### [Text]
-- begin --
I've been enjoying zig myself quite a bit, I'm fairly confident I could do some larger projects in it (excluding comptime since it's missing features I sorely need for some of my current projects.) I like it a bit more than C/C++ in a lot of cases, I need it to be pushed just a tiny bit further before I can really dedicate effort towards large projects in it. I was even curious if I could implement the features I need myself (there is even a proposal already), but got the answer "Just don't." (I don't blame andrew, he already has a lot on his plate and I'm a stranger to him.) So I'm at the point of either waiting for the feature or forking it, haven't decided what I'm going to do though.
More on topic for the project though, did you have any project ideas for this? I think I could use this for my opencv node editor, I just did the naive method of marking all outputs dirty as their inputs nodes got reprocessed. I assume this would fix the potential problem of recomputing a node twice? I also see you mention "Cycle detection and cycle reporting." but what specifically happens if I do have a cycle? Does it just give up or is it something like best effort?
show comments
jitl
For something like task scheduling in a build system, if you use an up-front partition of the tasks like this, you may have a task that has all its dependencies fulfilled because tasks may have different durations, but still remains unscheduled.
For example, with this input:
$ cat data.file
root: parentA parentB
parentA: C D
parentB: E F
Asking the package tool for the sorted sets gives me:
$ ./zig-out/bin/toposort-cli --data data.file
Processing succeeded.
Topologically sorted sets: [ { C D E F } { parentA parentB } { root } ]
Topologically sorted list: [ C D E F parentA parentB root ]
Nodes: [ root parentA parentB C D E F ]
Dependency tree:
[ C D E F ]
C -> [ parentA ]
parentA -> [ root ]
root ->
D -> [ parentA ]
parentA -> [ root ]
root ->
E -> [ parentB ]
parentB -> [ root ]
root ->
F -> [ parentB ]
parentB -> [ root ]
root ->
If we follow the README's advice to parallel process set-by-set, we can easily have starvation: once `C` and `D` are finished, we are ready to start `parentA`, even if E and F are still work-in-progress.
How would I use the API of this package to detect and start the task `parentA` as soon as `C` and `D` are finished? I guess when a task is finished, I can ask for the list of dependent tasks, and for each of them, check if all of their dependencies are finished, and if so start the task. But this real-world need feels un-met; it feels odd to me to focus on the sorted sets instead of more practical scheduling.
That is kind of doing Kahn's algorithm iteratively during the build. It would be cool to try and optimize that for maximum performance.
show comments
emmanueloga_
For those that have not implemented toposort or don't remember it: 1) only directed graphs without cycles can be topologically sorted (DAGs) 2) there can be more than one topological order and 2) reverse post order of depth first traversal from every unvisited node shields a topological order.
In JavaScript:
function toposort(graph = { a: ['b', 'c'], b: ['d'] }) {
const order = [];
const visited = new Map();
function dfs(node) {
const status = visited.get(node);
if (status === 1) throw new Error("Cycle found.");
if (status === 2) return;
visited.set(node, 1); // In progress.
const adjacent = graph[node] ?? [];
for (const neighbor of adjacent) dfs(neighbor);
visited.set(node, 2); // Done.
order.unshift(node); // Reverse post order.
-- end --
Can you restate the stretch of the topological sorting thread from "How would I" through "more practical scheduling.", with "dispatching" in place of "scheduling"?

### [Extracted entries]
-- begin --
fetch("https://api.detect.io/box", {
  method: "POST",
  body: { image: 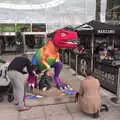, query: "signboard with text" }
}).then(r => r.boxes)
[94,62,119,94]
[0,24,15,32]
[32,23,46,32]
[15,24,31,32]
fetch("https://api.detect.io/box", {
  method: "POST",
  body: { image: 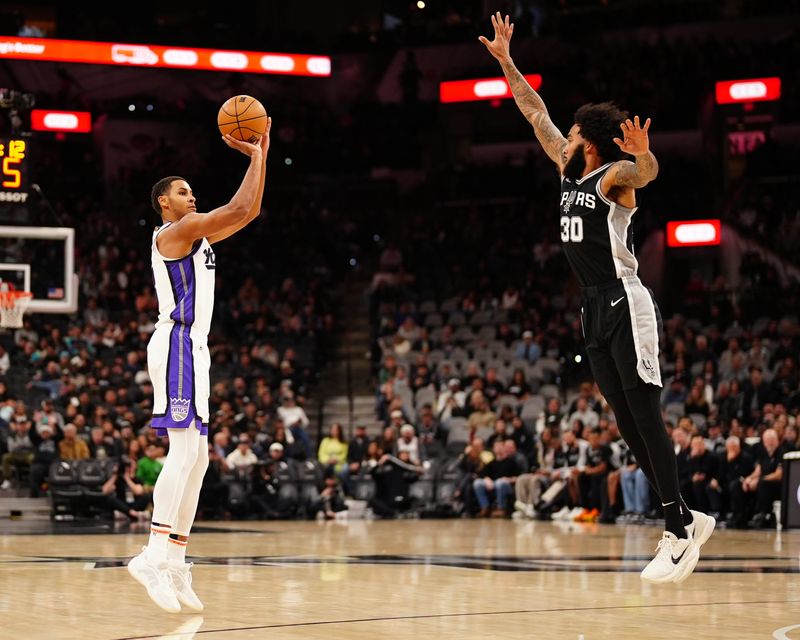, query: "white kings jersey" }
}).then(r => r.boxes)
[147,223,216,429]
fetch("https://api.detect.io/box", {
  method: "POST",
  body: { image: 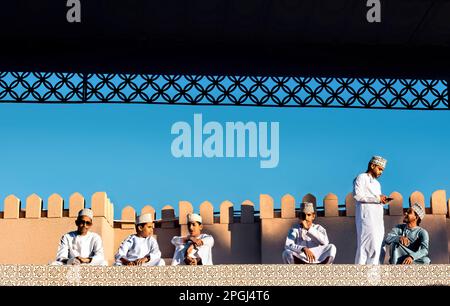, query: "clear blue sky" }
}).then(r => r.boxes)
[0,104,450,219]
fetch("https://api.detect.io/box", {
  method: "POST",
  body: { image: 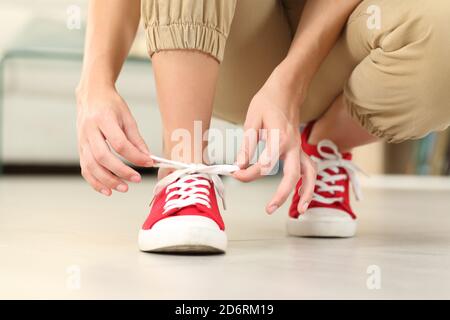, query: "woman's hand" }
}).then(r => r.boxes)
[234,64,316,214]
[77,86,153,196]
-- end --
### [The solution]
How would I use the API of this package to detect and start the task `parentA` as soon as `C` and `D` are finished? I guess when a task is finished, I can ask for the list of dependent tasks, and for each of them, check if all of their dependencies are finished, and if so start the task. But this real-world need feels un-met; it feels odd to me to focus on the sorted sets instead of more practical dispatching.